→ EXTRAIT À LIRE:
L'ouvrage coup de cœur d'avril : Petit dictionnaire des Sales Boulots par Nicolas Méra

L’intervention des forces de l’OTAN au Kosovo

1999, le Kosovo est en guerre avec la Serbie depuis 1998. Quel a été le rôle de l'OTAN dans ce conflit meurtrier incompris ?
Récupération des dépouilles des Serbes tués en 1998. Projet « Racines de l'âme » - Darko Dozet | Creative Commons BY-SA 3.0
Récupération des dépouilles des Serbes tués en 1998. Projet « Racines de l’âme » – Darko Dozet | Creative Commons BY-SA 3.0

Le Kosovo est un pays d’Europe du Sud, situé dans les Balkans. Il appartenait auparavant à l’ex-Yougoslavie et n’est reconnu comme état indépendant que par 87 pays membres de l’ONU. À partir de 1998, le pays, cible des nationalistes et du gouvernement serbe, bascule dans un conflit qui bouleverse le paysage humanitaire.

Le caractère humanitaire de la guerre du Kosovo se traduit par l’intervention de forces humanitaires mélangées à une intervention militaire dont il semble difficile de percevoir le réel objectif.

Le Kosovo, une nation bousculée par l’Histoire

En 1878, la Serbie quitte l’Empire Ottoman et les Croates se détachent de l’Empire Austro-Hongrois. En 1918, les Serbes, les Croates et les Slovènes se réunissent au sein d’une monarchie dominée par les Serbes qui devient le “pays des Slaves du sud”, en d’autres termes, la Yougoslavie en 1929.

Après l’occupation nazie pendant la Seconde Guerre mondiale, le maréchal Tito, leader de la résistance victorieuse croate, créer la fédération de Yougoslavie. Cette dernière est composée de six républiques : la Serbie, la Slovénie, le Monténégro, la Macédoine et la Bosnie Herzégovine.

Ainsi, le territoire kosovar se trouvant à l’intérieur de la grande Albanie sous tutelle de l’Italie fasciste, est intégré dans la Yougoslavie comme une province autonome de la République socialiste de Serbie. Cependant, le pays est majoritairement composé d’Albanais.

Carte de l'ex-Yougoslavie établie par la CIA en 1993 - CIA | Domaine public
Carte de l’ex-Yougoslavie établie par la CIA en 1993 – CIA | Domaine public

1989, la chute du mur de Berlin

La chute du mur de Berlin marque le commencement d’une série de revendications d’indépendance des pays du bloc communiste. Slodoban Milošević supprime l’autonomie constitutionnelle de la province du Kosovo la même année et réduit l’indépendance politique et culturelle des kosovars. Il veut une Yougoslavie unie.

Le pays éclate suite aux indépendances de la Croatie et de la Bosnie-Herzégovine. La répression de Milošević se fait grâce à l’armée mais cela ne dissuade pas la Slovénie et la Macédoine de suivre le même exemple que leurs voisins.

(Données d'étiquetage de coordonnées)
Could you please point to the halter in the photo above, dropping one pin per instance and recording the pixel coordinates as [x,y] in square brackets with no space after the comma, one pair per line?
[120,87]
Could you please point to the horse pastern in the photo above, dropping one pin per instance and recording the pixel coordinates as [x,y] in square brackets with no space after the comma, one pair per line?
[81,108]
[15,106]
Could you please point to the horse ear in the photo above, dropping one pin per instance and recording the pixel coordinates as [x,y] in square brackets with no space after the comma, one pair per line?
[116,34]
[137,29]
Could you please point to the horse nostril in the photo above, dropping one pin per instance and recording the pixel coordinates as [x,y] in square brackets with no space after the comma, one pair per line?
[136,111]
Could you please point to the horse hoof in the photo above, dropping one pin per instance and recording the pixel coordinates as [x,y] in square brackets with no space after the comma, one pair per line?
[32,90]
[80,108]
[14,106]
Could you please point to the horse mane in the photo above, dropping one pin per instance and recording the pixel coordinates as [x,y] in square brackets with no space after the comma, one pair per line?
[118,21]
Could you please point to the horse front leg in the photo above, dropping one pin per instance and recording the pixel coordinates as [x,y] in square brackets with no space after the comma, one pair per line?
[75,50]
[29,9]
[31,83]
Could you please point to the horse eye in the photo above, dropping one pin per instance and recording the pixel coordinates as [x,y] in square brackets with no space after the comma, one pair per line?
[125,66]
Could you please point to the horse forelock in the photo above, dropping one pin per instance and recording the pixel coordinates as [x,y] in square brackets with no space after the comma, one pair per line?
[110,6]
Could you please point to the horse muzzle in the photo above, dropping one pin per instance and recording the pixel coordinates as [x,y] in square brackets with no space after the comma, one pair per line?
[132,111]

→ EXERCICES:
#1 Répondez à ces questions à partir du texte sur le Kosovo.
(a) Combien de pays membres de l'ONU reconnaissent le Kosovo comme État indépendant ?
(b) En quelle année le « pays des Slaves du sud » devient-il la Yougoslavie ?
(c) De quel pays la Serbie se sépare-t-elle en 1878 ?
#2 Écrivez la suite du texte sur le Kosovo, juste après sa dernière phrase.

→ RÉPONSES ATTENDUES:
#1
(a) 87 pays.
(b) En 1929.
(c) De l'Empire ottoman.

#2
À environ 1,5km au nord de la frontière entre le Kosovo et la Macédoine (1999) - Filius humanitas (pseudo Wikipédia) | Creative Commons BY-SA 3.0
À environ 1,5km au nord de la frontière entre le Kosovo et la Macédoine (1999) – Filius humanitas (pseudo Wikipédia) | Creative Commons BY-SA 3.0

L’affrontement Serbe-Kossovare

Le Kosovo se retrouve au milieu de ces guerres pour l’indépendance. La désignation du Kosovo comme province autonome déclenche un certain mécontentement qui résulte sur des manifestations en masse durement réprimées. En 1997, l’UCK se crée et devient un mouvement séparatiste armé.

Les Serbes attaquent l’UCK dans la région de Drencia. La guerre du Kosovo commence après le massacre de Prekaz qui fait 80 morts. L’UCK se lance dans une rébellion contre la Serbie.

Ce que les Serbes ont fait au Kosovo est de l’ordre du génocide. Ce n’est pas juste une expression, c’est un fait.

Madeleine Albright, Secrétaire d’État des États-Unis (1997-2001)

En 1997, Milošević intervient dans la région de Drencia ce qui provoque des protestations dans la communauté internationale étant donné que la Serbie refuse de faire intervenir des médiateurs étrangers. La Serbie reste fermée sur elle-même. Les forces internationales se concertent et adoptent des sanctions économiques contre la Serbie, qui se retire.

Personne n’a le droit de battre le peuple yougoslave. Le Kosovo était, est et restera toujours en Serbie.

Slobodan Milošević, Président de la Yougoslavie (1997-2000)

L’élément déclencheur de l’intervention de l’OTAN dans ce conflit est la conférence de Rambouillet de 1999. Lors de cette conférence, le Kosovo refuse l’autonomie partielle proposée par les Serbes, opposés à l’intervention des forces otaniennes. Le 24 mars 1999, des frappes militaires aériennes sont conduites par l’OTAN contre les forces serbes. Les Serbes répondent avec une répression brutale et provoquent l’exode massif des Albanais. Pendant 78 jours les frappes pleuvent et s’arrêtent avec la signature d’un accord politique entre l’OTAN, la Yougoslavie et la Russie le 10 juin 1999. Les troupes serbes se retirent du Kosovo et laissent place à la Force de paix menée par l’OTAN.

Les campagnes de bombardements de l’OTAN, sont restées fortement controversées, car elles n’ont pas obtenu l’approbation du Conseil de Sécurité des Nations Unies. Par ailleurs, elles n’ont causé la mort de pas moins de 488 morts au sein de la population, y compris une ombre substantiel de réfugiés kosovars.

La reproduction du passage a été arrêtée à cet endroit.